Saved entries.

begin

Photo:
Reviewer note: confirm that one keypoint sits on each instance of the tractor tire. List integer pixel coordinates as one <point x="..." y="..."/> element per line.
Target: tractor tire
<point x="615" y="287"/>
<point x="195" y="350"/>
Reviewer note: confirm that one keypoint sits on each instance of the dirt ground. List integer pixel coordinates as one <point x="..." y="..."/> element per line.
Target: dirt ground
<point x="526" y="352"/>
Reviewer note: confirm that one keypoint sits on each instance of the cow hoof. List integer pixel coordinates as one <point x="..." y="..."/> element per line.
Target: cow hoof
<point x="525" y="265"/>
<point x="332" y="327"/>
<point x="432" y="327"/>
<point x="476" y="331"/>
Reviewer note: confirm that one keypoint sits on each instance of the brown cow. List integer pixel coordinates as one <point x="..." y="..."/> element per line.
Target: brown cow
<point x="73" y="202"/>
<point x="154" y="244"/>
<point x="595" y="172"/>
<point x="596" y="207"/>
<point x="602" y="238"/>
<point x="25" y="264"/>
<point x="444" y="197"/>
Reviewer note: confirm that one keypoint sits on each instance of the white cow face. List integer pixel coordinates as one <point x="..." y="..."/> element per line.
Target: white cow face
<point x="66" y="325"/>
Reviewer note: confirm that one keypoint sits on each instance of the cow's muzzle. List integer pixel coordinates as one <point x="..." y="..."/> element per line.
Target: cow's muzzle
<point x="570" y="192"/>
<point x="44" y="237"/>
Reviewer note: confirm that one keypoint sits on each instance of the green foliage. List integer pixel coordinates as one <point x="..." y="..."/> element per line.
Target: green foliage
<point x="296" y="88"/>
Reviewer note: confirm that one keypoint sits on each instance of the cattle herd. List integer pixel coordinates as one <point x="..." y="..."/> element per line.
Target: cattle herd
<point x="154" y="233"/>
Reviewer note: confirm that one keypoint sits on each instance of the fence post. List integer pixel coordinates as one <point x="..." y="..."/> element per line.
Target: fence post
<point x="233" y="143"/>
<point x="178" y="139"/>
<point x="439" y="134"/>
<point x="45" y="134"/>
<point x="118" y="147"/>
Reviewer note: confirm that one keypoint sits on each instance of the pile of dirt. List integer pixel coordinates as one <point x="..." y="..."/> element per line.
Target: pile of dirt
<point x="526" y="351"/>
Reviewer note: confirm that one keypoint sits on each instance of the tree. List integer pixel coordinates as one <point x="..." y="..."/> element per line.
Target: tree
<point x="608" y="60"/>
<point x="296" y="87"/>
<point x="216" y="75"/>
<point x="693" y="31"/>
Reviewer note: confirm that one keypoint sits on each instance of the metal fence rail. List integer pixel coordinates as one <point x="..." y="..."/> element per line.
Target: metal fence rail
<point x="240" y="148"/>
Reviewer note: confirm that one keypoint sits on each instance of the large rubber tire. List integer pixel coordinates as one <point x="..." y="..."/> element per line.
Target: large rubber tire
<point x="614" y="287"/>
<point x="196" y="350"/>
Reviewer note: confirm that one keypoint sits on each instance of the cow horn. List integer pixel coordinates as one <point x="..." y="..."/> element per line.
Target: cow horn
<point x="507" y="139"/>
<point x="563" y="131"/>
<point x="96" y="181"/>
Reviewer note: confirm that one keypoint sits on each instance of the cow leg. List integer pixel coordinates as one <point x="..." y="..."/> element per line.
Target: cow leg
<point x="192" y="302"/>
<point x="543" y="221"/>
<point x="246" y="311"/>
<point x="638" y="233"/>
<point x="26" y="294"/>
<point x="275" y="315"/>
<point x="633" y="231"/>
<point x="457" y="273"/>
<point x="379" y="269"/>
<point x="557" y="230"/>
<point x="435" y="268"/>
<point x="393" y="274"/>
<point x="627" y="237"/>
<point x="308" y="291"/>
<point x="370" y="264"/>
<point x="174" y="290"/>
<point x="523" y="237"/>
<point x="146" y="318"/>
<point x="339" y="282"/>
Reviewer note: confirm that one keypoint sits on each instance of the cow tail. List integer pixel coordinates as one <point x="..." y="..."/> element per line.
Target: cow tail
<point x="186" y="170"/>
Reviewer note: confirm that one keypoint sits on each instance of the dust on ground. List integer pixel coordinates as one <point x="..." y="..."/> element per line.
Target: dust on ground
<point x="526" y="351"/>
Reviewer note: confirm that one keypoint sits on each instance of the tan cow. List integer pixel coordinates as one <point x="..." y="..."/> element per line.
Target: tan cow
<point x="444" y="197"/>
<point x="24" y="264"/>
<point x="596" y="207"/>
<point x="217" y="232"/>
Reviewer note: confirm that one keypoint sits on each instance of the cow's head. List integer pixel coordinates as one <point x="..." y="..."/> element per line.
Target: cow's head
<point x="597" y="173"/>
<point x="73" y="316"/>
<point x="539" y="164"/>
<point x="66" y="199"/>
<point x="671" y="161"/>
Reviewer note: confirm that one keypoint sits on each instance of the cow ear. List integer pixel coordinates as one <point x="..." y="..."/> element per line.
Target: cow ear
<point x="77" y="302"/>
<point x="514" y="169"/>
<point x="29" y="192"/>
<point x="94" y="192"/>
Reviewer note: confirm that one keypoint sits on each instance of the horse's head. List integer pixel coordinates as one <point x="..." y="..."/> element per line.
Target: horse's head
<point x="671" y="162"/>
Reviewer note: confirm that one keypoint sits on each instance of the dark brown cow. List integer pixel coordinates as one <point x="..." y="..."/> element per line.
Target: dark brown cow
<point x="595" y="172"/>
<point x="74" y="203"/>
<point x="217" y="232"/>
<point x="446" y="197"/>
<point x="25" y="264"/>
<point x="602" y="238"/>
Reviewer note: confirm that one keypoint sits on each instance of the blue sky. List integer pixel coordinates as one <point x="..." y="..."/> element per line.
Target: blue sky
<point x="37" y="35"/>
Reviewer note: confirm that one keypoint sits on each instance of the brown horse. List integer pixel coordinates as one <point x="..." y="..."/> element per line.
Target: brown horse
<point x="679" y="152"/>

end

Retype the rows above word for word, covering every one of them.

Photo:
Reviewer note: confirm that one keypoint sits on each instance of the tractor tire. List integer pixel coordinates as one <point x="..." y="..."/> element per line.
Target: tractor tire
<point x="615" y="287"/>
<point x="195" y="350"/>
Reviewer note: confirm that one keypoint sits on each instance of the dirt ground. List integer pixel coordinates as one <point x="..." y="..."/> element per line.
Target: dirt ground
<point x="526" y="352"/>
Reviewer note: confirm that one keypoint sits on each instance of the cow hoof. List integer pixel coordinates as one <point x="..." y="..."/> element per line.
Target: cow hoof
<point x="525" y="265"/>
<point x="332" y="327"/>
<point x="432" y="327"/>
<point x="476" y="331"/>
Reviewer note: confirm that one keypoint sits on each instance of the brown cow. List integer pixel coordinates as one <point x="..." y="..."/> element per line.
Target: brown cow
<point x="73" y="202"/>
<point x="154" y="244"/>
<point x="595" y="172"/>
<point x="596" y="207"/>
<point x="602" y="238"/>
<point x="25" y="264"/>
<point x="444" y="197"/>
Reviewer note: confirm that one keypoint sits on each instance of the white cow face. List integer pixel coordinates as one <point x="..." y="..."/> element per line.
Target: white cow face
<point x="66" y="325"/>
Reviewer note: confirm that one keypoint sits on each instance of the cow's muzzle. List integer pixel coordinates as one <point x="..." y="..."/> element per line.
Target: cow's muzzle
<point x="570" y="192"/>
<point x="44" y="237"/>
Reviewer note: confirm that one keypoint sits on each instance of the green foliage. List integer pixel coordinates as one <point x="..." y="..."/> element per line.
Target: green foliage
<point x="296" y="88"/>
Reviewer note: confirm that one keypoint sits on each instance of the cattle herd. List integer pixel coordinates as one <point x="..." y="..."/> element per line.
Target: cattle herd
<point x="154" y="233"/>
Reviewer note: confirm that one keypoint sits on each instance of the fence post. List integer pixel coordinates as one <point x="..." y="..."/> element per line.
Target: fence post
<point x="233" y="143"/>
<point x="178" y="139"/>
<point x="439" y="134"/>
<point x="45" y="134"/>
<point x="118" y="147"/>
Reviewer note: confirm that one keypoint sits on each instance of the pile of dirt. List integer pixel coordinates as one <point x="..." y="..."/> element per line.
Target: pile of dirt
<point x="526" y="351"/>
Reviewer note: confirm that one keypoint sits on each instance of the tree. List integer pixel coordinates as one <point x="..." y="..."/> element per line.
Target: tree
<point x="608" y="60"/>
<point x="296" y="87"/>
<point x="216" y="75"/>
<point x="693" y="31"/>
Reviewer note: confirm that one keypoint sits on each instance of the metal fence rail. List integer pixel coordinates as one <point x="..." y="..."/> element per line.
Target: metal fence rail
<point x="240" y="148"/>
Reviewer note: confirm that one keypoint sits on each instance of the large rubber tire. List integer pixel coordinates as one <point x="..." y="..."/> element per line.
Target: large rubber tire
<point x="614" y="287"/>
<point x="196" y="350"/>
Reviewer note: confirm that one keypoint sits on each instance of the cow horn. List integer pixel coordinates as one <point x="..." y="..."/> element per line.
Target: cow horn
<point x="507" y="139"/>
<point x="563" y="131"/>
<point x="96" y="181"/>
Reviewer note: confirm that one keypoint sits on each instance of the cow leg. List integer pixel coordinates as one <point x="..." y="..."/> element per line.
Target: cow leg
<point x="192" y="302"/>
<point x="543" y="221"/>
<point x="246" y="311"/>
<point x="638" y="233"/>
<point x="26" y="294"/>
<point x="275" y="315"/>
<point x="633" y="231"/>
<point x="457" y="273"/>
<point x="379" y="269"/>
<point x="557" y="230"/>
<point x="435" y="268"/>
<point x="393" y="274"/>
<point x="627" y="237"/>
<point x="308" y="291"/>
<point x="370" y="264"/>
<point x="174" y="290"/>
<point x="523" y="237"/>
<point x="146" y="318"/>
<point x="339" y="282"/>
Reviewer note: confirm that one keypoint sits on each instance of the cow tail. List integer pixel coordinates as one <point x="..." y="..."/> element per line.
Target: cow tail
<point x="186" y="170"/>
Reviewer note: confirm that one keypoint sits on each instance of the dust on ground. List integer pixel coordinates as one <point x="..." y="..."/> element per line.
Target: dust on ground
<point x="526" y="351"/>
Reviewer note: confirm that one keypoint sits on each instance of the tan cow. List integer pixel coordinates as one <point x="..." y="..."/> element per line.
Target: tan cow
<point x="444" y="197"/>
<point x="24" y="264"/>
<point x="596" y="207"/>
<point x="217" y="232"/>
Reviewer note: confirm that one keypoint sits on each instance of the cow's head. List integer pixel coordinates as one <point x="..." y="..."/> element per line.
Target: cow's head
<point x="597" y="173"/>
<point x="73" y="316"/>
<point x="539" y="164"/>
<point x="66" y="199"/>
<point x="671" y="161"/>
Reviewer note: confirm that one keypoint sits on each instance of the cow ear. List integer pixel coordinates as one <point x="..." y="..."/> element per line.
Target: cow ear
<point x="77" y="302"/>
<point x="514" y="169"/>
<point x="29" y="192"/>
<point x="94" y="192"/>
Reviewer note: confirm that one keypoint sits on each instance of the horse's head. List integer pixel coordinates as one <point x="..." y="..."/> element per line.
Target: horse's head
<point x="671" y="162"/>
Reviewer note: confirm that one keypoint sits on each instance of the dark brown cow. List integer pixel coordinates as one <point x="..." y="..."/> element per line.
Target: dark brown cow
<point x="595" y="172"/>
<point x="74" y="203"/>
<point x="217" y="232"/>
<point x="446" y="197"/>
<point x="25" y="264"/>
<point x="602" y="238"/>
Reviewer note: confirm that one keypoint sits on each instance of the blue sky. List integer pixel coordinates as one <point x="..." y="..."/> element per line.
Target: blue sky
<point x="37" y="35"/>
Reviewer note: confirm that one keypoint sits on each instance of the brown horse. List integer pixel coordinates as one <point x="..." y="..."/> element per line.
Target: brown horse
<point x="679" y="152"/>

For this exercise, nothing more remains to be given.